=== Section Start ===

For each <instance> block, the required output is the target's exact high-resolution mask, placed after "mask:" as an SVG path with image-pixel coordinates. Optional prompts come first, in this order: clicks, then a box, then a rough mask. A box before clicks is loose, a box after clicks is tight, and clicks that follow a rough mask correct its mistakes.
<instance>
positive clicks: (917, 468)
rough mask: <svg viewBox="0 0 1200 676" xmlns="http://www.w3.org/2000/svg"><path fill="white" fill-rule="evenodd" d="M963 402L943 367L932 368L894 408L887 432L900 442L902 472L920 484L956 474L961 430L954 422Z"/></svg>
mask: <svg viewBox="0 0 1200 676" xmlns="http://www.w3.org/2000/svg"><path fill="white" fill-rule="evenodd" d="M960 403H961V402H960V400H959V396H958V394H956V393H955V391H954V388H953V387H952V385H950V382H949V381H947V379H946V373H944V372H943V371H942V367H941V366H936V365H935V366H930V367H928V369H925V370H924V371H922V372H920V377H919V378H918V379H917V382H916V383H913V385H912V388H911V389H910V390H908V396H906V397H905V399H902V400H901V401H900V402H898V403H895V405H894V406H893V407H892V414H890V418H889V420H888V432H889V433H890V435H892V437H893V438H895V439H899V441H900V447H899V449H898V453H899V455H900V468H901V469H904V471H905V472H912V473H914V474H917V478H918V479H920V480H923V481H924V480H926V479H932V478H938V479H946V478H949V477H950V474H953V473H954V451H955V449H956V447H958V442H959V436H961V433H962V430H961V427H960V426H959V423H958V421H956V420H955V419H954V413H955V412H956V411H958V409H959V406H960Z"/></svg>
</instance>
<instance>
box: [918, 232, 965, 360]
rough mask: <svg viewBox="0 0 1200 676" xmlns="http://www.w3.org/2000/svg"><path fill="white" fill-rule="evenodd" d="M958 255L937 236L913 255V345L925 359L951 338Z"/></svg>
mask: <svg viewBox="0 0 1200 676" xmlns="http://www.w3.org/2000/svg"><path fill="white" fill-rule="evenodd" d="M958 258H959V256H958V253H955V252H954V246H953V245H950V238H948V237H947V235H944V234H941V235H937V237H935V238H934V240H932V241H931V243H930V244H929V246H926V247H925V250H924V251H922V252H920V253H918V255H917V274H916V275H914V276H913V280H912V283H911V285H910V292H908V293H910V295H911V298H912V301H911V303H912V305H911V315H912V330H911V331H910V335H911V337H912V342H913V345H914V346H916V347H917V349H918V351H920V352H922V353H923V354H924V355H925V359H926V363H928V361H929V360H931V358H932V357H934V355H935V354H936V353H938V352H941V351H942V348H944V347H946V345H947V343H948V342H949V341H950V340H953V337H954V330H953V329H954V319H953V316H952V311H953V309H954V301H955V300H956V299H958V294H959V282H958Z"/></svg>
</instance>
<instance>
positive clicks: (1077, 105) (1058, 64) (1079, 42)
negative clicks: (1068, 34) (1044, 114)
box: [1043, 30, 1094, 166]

=== Section End ===

Work instruction: What are the lines of the data above that include the string "positive"? Copy them.

Solved exercise:
positive clicks: (917, 468)
positive clicks: (1077, 105) (1058, 64) (1079, 42)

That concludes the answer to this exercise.